(Referring expression data)
------------------------------------------------
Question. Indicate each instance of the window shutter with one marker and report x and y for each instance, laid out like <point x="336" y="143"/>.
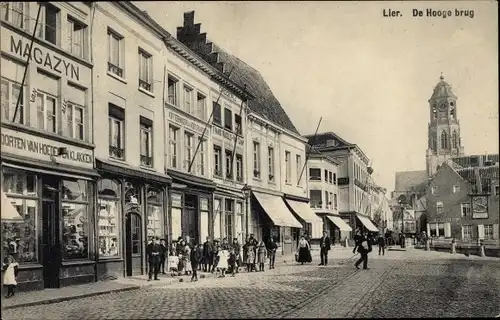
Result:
<point x="480" y="231"/>
<point x="447" y="230"/>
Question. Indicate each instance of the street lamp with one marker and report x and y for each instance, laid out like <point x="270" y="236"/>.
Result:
<point x="246" y="191"/>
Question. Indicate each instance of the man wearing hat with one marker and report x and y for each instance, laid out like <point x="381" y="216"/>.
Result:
<point x="153" y="250"/>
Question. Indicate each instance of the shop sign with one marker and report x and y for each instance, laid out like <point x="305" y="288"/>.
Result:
<point x="43" y="57"/>
<point x="218" y="131"/>
<point x="34" y="147"/>
<point x="185" y="122"/>
<point x="480" y="207"/>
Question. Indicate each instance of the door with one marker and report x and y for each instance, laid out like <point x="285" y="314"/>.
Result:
<point x="133" y="244"/>
<point x="50" y="232"/>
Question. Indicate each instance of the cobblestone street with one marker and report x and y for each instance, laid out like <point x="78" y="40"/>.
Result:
<point x="401" y="284"/>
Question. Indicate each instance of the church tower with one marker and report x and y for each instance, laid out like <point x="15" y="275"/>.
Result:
<point x="444" y="128"/>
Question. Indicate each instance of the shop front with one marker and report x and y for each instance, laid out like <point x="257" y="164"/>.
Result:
<point x="276" y="220"/>
<point x="131" y="209"/>
<point x="51" y="183"/>
<point x="192" y="200"/>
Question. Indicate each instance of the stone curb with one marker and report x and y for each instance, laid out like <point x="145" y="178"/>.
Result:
<point x="68" y="298"/>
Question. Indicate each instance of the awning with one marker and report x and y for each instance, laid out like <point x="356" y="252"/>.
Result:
<point x="367" y="223"/>
<point x="9" y="212"/>
<point x="276" y="210"/>
<point x="303" y="210"/>
<point x="339" y="223"/>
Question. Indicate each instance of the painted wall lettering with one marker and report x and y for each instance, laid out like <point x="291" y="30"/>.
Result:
<point x="48" y="60"/>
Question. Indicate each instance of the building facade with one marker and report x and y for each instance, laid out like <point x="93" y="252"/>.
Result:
<point x="128" y="80"/>
<point x="47" y="142"/>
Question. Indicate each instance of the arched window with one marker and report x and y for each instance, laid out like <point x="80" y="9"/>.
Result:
<point x="454" y="139"/>
<point x="444" y="140"/>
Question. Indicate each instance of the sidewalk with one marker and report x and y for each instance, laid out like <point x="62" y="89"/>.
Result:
<point x="47" y="296"/>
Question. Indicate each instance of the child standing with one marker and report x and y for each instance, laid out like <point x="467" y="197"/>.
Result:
<point x="261" y="255"/>
<point x="11" y="268"/>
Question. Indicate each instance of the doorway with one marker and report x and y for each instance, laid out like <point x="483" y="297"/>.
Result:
<point x="50" y="232"/>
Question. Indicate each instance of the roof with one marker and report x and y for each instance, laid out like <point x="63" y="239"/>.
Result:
<point x="442" y="90"/>
<point x="265" y="104"/>
<point x="410" y="180"/>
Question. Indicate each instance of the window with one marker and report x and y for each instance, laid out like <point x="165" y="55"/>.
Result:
<point x="270" y="162"/>
<point x="298" y="163"/>
<point x="76" y="38"/>
<point x="228" y="119"/>
<point x="173" y="137"/>
<point x="172" y="90"/>
<point x="439" y="207"/>
<point x="315" y="174"/>
<point x="217" y="161"/>
<point x="200" y="106"/>
<point x="75" y="211"/>
<point x="109" y="204"/>
<point x="146" y="135"/>
<point x="444" y="140"/>
<point x="488" y="232"/>
<point x="315" y="196"/>
<point x="10" y="92"/>
<point x="74" y="121"/>
<point x="115" y="52"/>
<point x="48" y="23"/>
<point x="15" y="13"/>
<point x="145" y="71"/>
<point x="239" y="167"/>
<point x="155" y="214"/>
<point x="188" y="99"/>
<point x="20" y="238"/>
<point x="288" y="168"/>
<point x="467" y="232"/>
<point x="229" y="164"/>
<point x="46" y="107"/>
<point x="256" y="159"/>
<point x="217" y="113"/>
<point x="238" y="124"/>
<point x="188" y="149"/>
<point x="116" y="132"/>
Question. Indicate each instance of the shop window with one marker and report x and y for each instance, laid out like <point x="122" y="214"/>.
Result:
<point x="145" y="71"/>
<point x="146" y="135"/>
<point x="9" y="95"/>
<point x="116" y="132"/>
<point x="154" y="214"/>
<point x="109" y="205"/>
<point x="75" y="220"/>
<point x="20" y="238"/>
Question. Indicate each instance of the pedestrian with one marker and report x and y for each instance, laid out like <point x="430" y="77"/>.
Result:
<point x="325" y="246"/>
<point x="381" y="245"/>
<point x="11" y="270"/>
<point x="153" y="250"/>
<point x="195" y="258"/>
<point x="272" y="246"/>
<point x="261" y="255"/>
<point x="304" y="252"/>
<point x="363" y="246"/>
<point x="163" y="255"/>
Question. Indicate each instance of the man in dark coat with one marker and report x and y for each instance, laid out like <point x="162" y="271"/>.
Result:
<point x="325" y="246"/>
<point x="207" y="255"/>
<point x="153" y="250"/>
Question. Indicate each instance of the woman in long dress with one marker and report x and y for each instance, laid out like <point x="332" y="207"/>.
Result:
<point x="304" y="251"/>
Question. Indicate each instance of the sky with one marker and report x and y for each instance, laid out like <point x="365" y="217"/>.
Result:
<point x="368" y="76"/>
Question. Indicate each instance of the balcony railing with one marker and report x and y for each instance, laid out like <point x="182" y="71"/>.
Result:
<point x="343" y="181"/>
<point x="146" y="160"/>
<point x="117" y="153"/>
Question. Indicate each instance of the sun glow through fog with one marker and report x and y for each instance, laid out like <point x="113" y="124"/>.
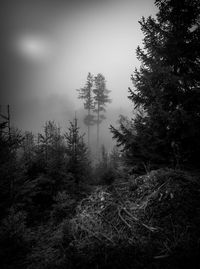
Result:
<point x="33" y="47"/>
------------------------------------------------
Filter the data for the string "street" and copy every line that has it.

## Written response
Question. Indicate each instance of the street lamp with one marker and report x and y for each instance, laid out like <point x="270" y="236"/>.
Question. Indicate each instance of the cobblestone street with one marker and report x and y for each instance, laid out like <point x="78" y="40"/>.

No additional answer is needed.